Stored entries:

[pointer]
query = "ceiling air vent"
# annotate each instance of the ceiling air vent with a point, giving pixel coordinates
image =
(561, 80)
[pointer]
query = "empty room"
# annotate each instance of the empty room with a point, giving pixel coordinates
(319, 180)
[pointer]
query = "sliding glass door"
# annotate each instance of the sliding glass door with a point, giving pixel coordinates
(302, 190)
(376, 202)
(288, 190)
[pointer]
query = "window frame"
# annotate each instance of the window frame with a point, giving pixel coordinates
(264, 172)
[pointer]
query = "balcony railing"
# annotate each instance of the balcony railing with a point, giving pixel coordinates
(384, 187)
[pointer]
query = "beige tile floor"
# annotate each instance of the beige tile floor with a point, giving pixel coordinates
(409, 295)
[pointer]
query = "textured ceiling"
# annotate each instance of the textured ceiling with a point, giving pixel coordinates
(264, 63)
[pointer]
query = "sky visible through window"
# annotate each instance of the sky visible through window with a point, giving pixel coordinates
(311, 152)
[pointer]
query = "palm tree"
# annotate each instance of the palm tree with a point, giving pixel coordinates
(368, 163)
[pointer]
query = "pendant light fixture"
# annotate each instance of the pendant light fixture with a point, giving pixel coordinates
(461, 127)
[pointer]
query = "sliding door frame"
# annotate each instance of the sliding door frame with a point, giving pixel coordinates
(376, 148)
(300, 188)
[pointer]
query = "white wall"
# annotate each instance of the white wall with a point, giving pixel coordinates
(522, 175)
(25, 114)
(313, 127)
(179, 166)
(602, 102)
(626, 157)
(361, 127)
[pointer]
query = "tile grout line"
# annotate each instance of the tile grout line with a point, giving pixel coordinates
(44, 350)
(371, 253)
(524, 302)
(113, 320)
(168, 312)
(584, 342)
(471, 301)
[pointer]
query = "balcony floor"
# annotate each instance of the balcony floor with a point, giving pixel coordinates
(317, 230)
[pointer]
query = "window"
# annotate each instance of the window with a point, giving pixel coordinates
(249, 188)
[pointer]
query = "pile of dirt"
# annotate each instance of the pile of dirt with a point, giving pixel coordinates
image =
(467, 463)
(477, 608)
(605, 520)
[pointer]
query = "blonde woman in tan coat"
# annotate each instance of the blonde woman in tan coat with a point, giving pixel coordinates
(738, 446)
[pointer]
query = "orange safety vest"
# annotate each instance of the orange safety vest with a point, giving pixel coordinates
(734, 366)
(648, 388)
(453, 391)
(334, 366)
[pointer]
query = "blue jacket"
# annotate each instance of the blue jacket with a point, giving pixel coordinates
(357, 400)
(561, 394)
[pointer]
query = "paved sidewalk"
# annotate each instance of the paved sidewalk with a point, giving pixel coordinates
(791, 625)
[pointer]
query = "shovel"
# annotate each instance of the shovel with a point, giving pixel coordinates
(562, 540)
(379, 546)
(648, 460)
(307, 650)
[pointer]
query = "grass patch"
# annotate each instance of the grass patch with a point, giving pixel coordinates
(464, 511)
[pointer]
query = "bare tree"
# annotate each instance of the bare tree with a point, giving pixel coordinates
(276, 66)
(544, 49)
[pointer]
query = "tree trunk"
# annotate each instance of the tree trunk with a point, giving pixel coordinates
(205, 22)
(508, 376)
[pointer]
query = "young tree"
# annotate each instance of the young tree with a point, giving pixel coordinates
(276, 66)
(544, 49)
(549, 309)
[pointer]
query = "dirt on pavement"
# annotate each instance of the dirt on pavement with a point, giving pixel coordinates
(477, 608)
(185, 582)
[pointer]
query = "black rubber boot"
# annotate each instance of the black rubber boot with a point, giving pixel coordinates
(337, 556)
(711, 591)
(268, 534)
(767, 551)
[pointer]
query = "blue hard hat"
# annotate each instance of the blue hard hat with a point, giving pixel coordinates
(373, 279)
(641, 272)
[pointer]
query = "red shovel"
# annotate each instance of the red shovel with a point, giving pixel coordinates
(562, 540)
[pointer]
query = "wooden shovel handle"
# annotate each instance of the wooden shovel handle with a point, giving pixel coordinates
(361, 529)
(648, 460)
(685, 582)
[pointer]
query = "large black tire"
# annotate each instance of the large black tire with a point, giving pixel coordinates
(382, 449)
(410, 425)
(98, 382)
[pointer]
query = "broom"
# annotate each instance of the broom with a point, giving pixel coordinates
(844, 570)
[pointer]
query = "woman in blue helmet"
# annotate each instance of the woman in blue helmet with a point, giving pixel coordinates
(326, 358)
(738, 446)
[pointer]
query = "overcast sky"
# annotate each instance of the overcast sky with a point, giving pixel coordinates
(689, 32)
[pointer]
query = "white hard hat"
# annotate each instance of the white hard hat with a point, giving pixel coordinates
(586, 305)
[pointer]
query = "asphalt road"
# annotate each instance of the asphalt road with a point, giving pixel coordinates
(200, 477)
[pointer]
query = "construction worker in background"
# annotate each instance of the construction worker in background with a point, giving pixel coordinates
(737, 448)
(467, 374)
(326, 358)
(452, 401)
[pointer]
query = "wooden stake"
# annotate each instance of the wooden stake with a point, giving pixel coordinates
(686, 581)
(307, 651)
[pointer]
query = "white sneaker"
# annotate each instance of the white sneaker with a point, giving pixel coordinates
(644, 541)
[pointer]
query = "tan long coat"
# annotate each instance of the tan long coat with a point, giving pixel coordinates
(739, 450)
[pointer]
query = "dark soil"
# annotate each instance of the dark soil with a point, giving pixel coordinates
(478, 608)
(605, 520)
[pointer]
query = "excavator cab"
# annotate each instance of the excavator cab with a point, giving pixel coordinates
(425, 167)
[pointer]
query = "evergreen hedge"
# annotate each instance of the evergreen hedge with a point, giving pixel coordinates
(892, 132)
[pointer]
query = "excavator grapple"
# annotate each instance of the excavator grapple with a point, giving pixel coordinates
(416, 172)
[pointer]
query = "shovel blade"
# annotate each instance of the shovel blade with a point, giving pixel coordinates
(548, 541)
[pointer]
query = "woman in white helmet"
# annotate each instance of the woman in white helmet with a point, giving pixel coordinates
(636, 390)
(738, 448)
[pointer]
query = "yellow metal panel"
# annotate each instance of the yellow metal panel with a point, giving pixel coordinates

## WORK TASK
Please repeat every record above word for word.

## YOUR RESPONSE
[pointer]
query = "ceiling air vent"
# annotate each instance of the ceiling air vent with a point, giving pixel coordinates
image =
(561, 80)
[pointer]
query = "empty room"
# annotate each instance of the empty room with a point, giving pixel coordinates
(319, 180)
[pointer]
query = "sliding glass door"
# annotate each instance of the sliding glass door with a point, giving pixel coordinates
(302, 190)
(376, 202)
(288, 190)
[pointer]
query = "window frame"
# annotate each instance of the window frame with a point, giving pixel coordinates
(264, 172)
[pointer]
query = "balcony railing"
# annotate each instance of the balcony railing with a point, giving pixel coordinates
(384, 187)
[pointer]
query = "beige tile floor"
# annotate each instance of the beige tile floor with a point, giving pixel coordinates
(409, 295)
[pointer]
query = "textured ceiling"
# annotate each instance of the textured ceiling with a point, giving pixel coordinates
(264, 63)
[pointer]
query = "sky visible through window"
# annotate each instance of the sky visible through window with a point, giving pixel coordinates
(311, 152)
[pointer]
query = "palm tree"
# annotate each instance of the palm tree with a point, giving pixel coordinates
(368, 163)
[pointer]
query = "pendant light fixture"
# annotate each instance of the pendant light fixture with a point, giving pixel coordinates
(461, 127)
[pointer]
query = "sliding door frame"
# annotate each instance of the sliding door frame with a point, giving pixel coordinates
(376, 148)
(300, 188)
[pointer]
query = "white wall"
# annotate each instance of the white wall with a point, giving pixel coordinates
(522, 175)
(25, 114)
(313, 127)
(179, 166)
(602, 102)
(626, 157)
(361, 127)
[pointer]
query = "tile grout line"
# annotate each instance of the tile grout line with a point, giving pixel coordinates
(44, 350)
(371, 253)
(524, 302)
(113, 320)
(168, 312)
(584, 342)
(471, 301)
[pointer]
query = "balcony floor"
# annotate each instance of the balcony floor with a point, giving pixel coordinates
(317, 230)
[pointer]
query = "window"
# annotate each instance of the window with a point, giving pixel coordinates
(249, 188)
[pointer]
query = "pile of dirt"
# annotate each instance of the pile of dirt with a point, giving pixel coordinates
image =
(467, 463)
(477, 608)
(605, 520)
[pointer]
query = "blonde woman in tan coat"
# annotate each instance of the blonde woman in tan coat with a point, giving pixel coordinates
(738, 446)
[pointer]
query = "orange safety vest"
# annotate each instance of the orange safety vest with a point, giving pixel coordinates
(734, 366)
(648, 388)
(453, 391)
(334, 366)
[pointer]
query = "blue jacket"
# annotate each instance of the blue jacket with a point, giving pixel coordinates
(357, 400)
(561, 394)
[pointer]
query = "paved sidewalk"
# annotate each instance of the paved sidewalk with a point, giving pixel coordinates
(791, 625)
[pointer]
query = "shovel"
# annotate each instance of the shovel with a point, giving pixel coordinates
(562, 540)
(379, 546)
(648, 460)
(307, 650)
[pointer]
query = "grass patch"
# annotate each instance of the grass patch with a point, giving pixel coordinates
(464, 511)
[pointer]
query = "bare tree"
# annotate each instance of the bare tree with a point, giving pixel coordinates
(276, 66)
(544, 49)
[pointer]
query = "tree trunk"
# annotate each instance of the tree trunk with a point, giving pixel coordinates
(205, 22)
(508, 376)
[pointer]
query = "young tree"
# annotate each instance of the young tree with a point, giving pixel coordinates
(276, 66)
(544, 49)
(549, 309)
[pointer]
query = "dirt on pavement"
# annotate each instance of the dirt on pavement with a point, giving pixel coordinates
(477, 608)
(185, 582)
[pointer]
query = "black rubber boot"
# annotate each instance of the black rubber boot with a point, giving pixel coordinates
(337, 556)
(711, 591)
(268, 534)
(767, 551)
[pointer]
query = "blue hard hat"
# annotate each instance of the blue hard hat with a point, giving pixel coordinates
(373, 279)
(641, 272)
[pointer]
query = "red shovel"
# annotate each instance of the red shovel with a point, giving pixel coordinates
(562, 540)
[pointer]
query = "wooden shovel handle"
# annotate each instance of the wooden shovel handle with a point, giving pixel coordinates
(361, 529)
(648, 460)
(685, 582)
[pointer]
query = "large black tire"
# annotate each instance of the large black tire with a point, giving pixel coordinates
(382, 449)
(410, 425)
(98, 382)
[pointer]
query = "broom"
# annotate each instance of the broom with a point, giving pixel coordinates
(844, 570)
[pointer]
query = "woman in blue helmet"
# annotate each instance of the woman in blue helmet with a point, giving pixel coordinates
(326, 358)
(738, 446)
[pointer]
query = "overcast sky"
# annotate each instance of the overcast sky with a point, giving pixel coordinates
(689, 32)
[pointer]
query = "white hard hat"
# annotate each instance of the white hard hat with a point, giving pixel coordinates
(586, 305)
[pointer]
query = "asphalt road"
# annotate each instance of the asphalt road with a point, giving pixel coordinates
(200, 477)
[pointer]
query = "construction worker in background"
# annotate each instance of the construction worker in background with a point, giving pixel coordinates
(737, 448)
(467, 374)
(326, 358)
(452, 401)
[pointer]
query = "wooden stake"
# annotate each instance of the wooden stake with a point, giving pixel coordinates
(686, 581)
(307, 651)
[pointer]
query = "white sneaker"
# annotate each instance of the white sneaker with a point, giving pixel coordinates
(644, 541)
[pointer]
query = "tan long coat"
# annotate each instance of the tan long coat with a point, giving pixel coordinates
(739, 450)
[pointer]
query = "dark soil"
# annotate each instance of the dark soil with a point, giving pixel coordinates
(478, 608)
(605, 520)
[pointer]
query = "excavator cab"
# annotate each instance of the excavator cab with a point, giving pixel coordinates
(425, 167)
[pointer]
query = "evergreen hedge"
# annotate each instance of the evergreen hedge with a point, giving pixel coordinates
(892, 132)
[pointer]
query = "excavator grapple"
# annotate each instance of the excavator grapple with a point, giving pixel coordinates
(416, 172)
[pointer]
query = "shovel blade"
# annotate each instance of the shovel blade with a point, giving pixel coordinates
(548, 541)
[pointer]
query = "woman in white helmet"
# annotate each instance of the woman in white helmet with a point, giving pixel coordinates
(636, 390)
(738, 448)
[pointer]
query = "yellow metal panel"
# annotate each instance of the yellow metal panel with a point, giving pixel coordinates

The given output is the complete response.